• _RECORDS FOR THE EXERCISE_
= = = =
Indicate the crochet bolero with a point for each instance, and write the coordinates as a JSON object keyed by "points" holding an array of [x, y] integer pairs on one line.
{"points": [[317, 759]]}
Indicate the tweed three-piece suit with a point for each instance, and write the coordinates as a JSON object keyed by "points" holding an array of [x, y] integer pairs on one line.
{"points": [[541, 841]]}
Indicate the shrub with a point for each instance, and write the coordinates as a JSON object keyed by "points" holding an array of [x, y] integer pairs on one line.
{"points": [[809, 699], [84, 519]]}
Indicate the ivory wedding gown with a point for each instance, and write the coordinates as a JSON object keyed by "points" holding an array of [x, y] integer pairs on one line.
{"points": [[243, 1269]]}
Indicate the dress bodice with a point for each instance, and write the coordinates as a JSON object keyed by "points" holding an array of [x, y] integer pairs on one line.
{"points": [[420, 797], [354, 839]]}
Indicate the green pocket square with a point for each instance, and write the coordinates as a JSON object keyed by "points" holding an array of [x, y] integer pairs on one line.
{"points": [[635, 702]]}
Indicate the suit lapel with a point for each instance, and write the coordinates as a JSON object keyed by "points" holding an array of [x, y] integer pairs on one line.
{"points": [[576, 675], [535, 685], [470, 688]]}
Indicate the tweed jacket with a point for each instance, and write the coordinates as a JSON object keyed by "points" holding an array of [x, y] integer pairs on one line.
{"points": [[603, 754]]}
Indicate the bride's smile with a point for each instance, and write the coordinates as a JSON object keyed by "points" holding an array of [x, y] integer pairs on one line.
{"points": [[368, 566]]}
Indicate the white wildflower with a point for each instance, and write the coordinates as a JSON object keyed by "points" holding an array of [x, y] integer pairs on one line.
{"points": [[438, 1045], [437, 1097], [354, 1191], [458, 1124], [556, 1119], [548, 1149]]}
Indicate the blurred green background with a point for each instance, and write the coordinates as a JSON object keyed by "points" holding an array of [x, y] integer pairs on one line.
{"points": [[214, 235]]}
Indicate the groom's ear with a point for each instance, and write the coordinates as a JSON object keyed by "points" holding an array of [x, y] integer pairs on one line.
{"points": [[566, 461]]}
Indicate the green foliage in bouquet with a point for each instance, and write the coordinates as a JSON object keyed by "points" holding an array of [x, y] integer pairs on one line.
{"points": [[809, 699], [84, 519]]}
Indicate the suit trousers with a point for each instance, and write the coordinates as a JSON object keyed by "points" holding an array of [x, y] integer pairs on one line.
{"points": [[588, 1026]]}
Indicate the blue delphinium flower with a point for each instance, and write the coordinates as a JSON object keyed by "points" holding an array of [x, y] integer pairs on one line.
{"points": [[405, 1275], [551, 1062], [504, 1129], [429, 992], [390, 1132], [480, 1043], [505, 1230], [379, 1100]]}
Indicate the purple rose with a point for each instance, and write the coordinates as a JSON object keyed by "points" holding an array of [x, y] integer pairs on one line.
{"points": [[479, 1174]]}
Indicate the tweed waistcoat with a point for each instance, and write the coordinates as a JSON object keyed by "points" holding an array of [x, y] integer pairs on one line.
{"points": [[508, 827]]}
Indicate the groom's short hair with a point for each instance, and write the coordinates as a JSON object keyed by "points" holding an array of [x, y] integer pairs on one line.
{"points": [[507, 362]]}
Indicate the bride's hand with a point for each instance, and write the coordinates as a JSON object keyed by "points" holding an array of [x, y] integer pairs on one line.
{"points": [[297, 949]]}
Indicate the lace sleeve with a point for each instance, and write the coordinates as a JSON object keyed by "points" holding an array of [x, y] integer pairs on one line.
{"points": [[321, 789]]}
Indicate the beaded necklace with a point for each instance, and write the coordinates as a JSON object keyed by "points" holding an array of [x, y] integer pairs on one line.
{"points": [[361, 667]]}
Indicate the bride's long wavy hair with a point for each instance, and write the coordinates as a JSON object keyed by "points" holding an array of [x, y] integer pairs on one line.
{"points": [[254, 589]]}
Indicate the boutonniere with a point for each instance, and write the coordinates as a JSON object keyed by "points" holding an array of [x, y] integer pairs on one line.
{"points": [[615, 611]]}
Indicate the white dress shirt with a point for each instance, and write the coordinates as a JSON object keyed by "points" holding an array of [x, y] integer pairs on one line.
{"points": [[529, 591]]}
= = = =
• _EXERCISE BRIEF_
Transcribe the data above in full, exactly.

• _PROBLEM SOLUTION_
Indicate the crochet bolero with a point for each instance, and write the coordinates as a JSON object keyed by "points" holding an array of [x, y] integer pairs on one line.
{"points": [[317, 759]]}
Indicate the tweed three-piece suit with a point for each instance, and write the coordinates as a JSON object keyed by "points" holding an array of [x, y] integer pairs on one line.
{"points": [[541, 841]]}
Indicate the shrub with a point for each instance, and write the coordinates as a JSON object keyed by "points" holding an array of [x, y] integer pairs on one line.
{"points": [[809, 699], [84, 519]]}
Indicate the ivory wedding gown with a point for each instance, and write the coordinates as a JSON object keyed by "points" holding an array of [x, y] integer pairs on one line.
{"points": [[243, 1269]]}
Indicate the dress bodice with a point for each instance, and write the coordinates as a JSON object keyed by "points" holding an array of [x, y] integer pairs on one line.
{"points": [[420, 797], [354, 839]]}
Indicate the green pocket square with a point for each instance, and write the coordinates as a JSON object keyed by "points" holding an array of [x, y] integer pairs on one line.
{"points": [[635, 702]]}
Indicate the suit lapel with a point for each instance, and write the coordinates as a JSON object keyed by "points" holding an array of [x, y] integer pairs on one line.
{"points": [[576, 675], [535, 685], [470, 688]]}
Indicate the tweed jacket with a point for each instance, and write the coordinates as a JSON object keyed by "points" holding an array of [x, y] integer pairs on one line.
{"points": [[603, 754]]}
Indicate the bride's smile with a point for each instance, and write the coordinates as a JSON object keyed by "points" holding an array of [x, y] integer pairs on one line.
{"points": [[368, 566]]}
Indicate the white wildflower with a point for each instance, and write the coordinates as a JSON object keyed by "points" holding an array of [x, y] integer pairs on one line.
{"points": [[438, 1045], [437, 1097], [354, 1191], [458, 1124], [556, 1119], [548, 1149]]}
Indicate the blurred green background with a point for each instance, and write the coordinates as a JSON object keyed by "points" holding an array of [x, y] integer pairs on one line.
{"points": [[214, 235]]}
Indicate the groom's ear with a point for each instance, and write the coordinates as a JSON object keyed by "points" holding an array of [x, y] integer pairs on one line.
{"points": [[566, 461]]}
Indicate the green foliage in bouquet with a point for each instance, and write the coordinates as a JSON object keyed by "points" holding an array of [x, y] integer pairs on one line.
{"points": [[809, 699], [84, 519]]}
Indicate the suit trousers with a point for each instance, and write the coordinates as a JSON object keyed by "points" holding an array of [x, y] integer pairs on one line.
{"points": [[588, 1026]]}
Indicate the blue delphinium flower with a point for each instance, and write the coordinates as a JSON object keyed by "points" holding an array of [x, y] integer pairs on one line.
{"points": [[405, 1275], [551, 1062], [504, 1129], [429, 992], [390, 1132], [480, 1043], [505, 1230], [379, 1100]]}
Indicate the purple rose with a point for each instance, and write the coordinates as a JSON object keyed by "points" holding an array of [x, y] integer pairs on one line.
{"points": [[479, 1174]]}
Indicate the tweed waistcoat with a point for each instance, and write the coordinates as a JSON object keyed by "points" holding an array of [x, y] integer pairs on one line.
{"points": [[508, 827]]}
Indicate the groom's short hair with a point for each instance, and write the coordinates as a JSON object keyed by "points" holding an array of [x, y] integer pairs on one line.
{"points": [[507, 362]]}
Indicate the bride's hand with a point for each instance, and write the coordinates as a JSON object keyed by "points" holding an array of [x, y] integer pairs on one line.
{"points": [[297, 949]]}
Indicate the lace sleeve with a point for each instance, and write the coordinates as a JSON object keyed by "points" holding an array of [x, y] integer pairs on one line.
{"points": [[321, 789]]}
Indicate the beaded necklace with a point for each instance, and write the coordinates as a JSON object keyed by "points" holding an array of [x, y] integer pairs on one line.
{"points": [[361, 667]]}
Indicate the bride's long wavy hair with a point for each instance, and write the coordinates as a JSON object keyed by "points" holding an array of [x, y] integer pairs on one line.
{"points": [[254, 589]]}
Indicate the boutonniere with a point for each instance, and write the coordinates as a JSON object keyed by "points" holding an array of [x, y] integer pairs on one line.
{"points": [[615, 611]]}
Indicate the white dress shirt with a point for each instance, and write the coordinates as a JSON object keyed by "points" holding an array of [x, y] integer pairs on one line.
{"points": [[529, 591]]}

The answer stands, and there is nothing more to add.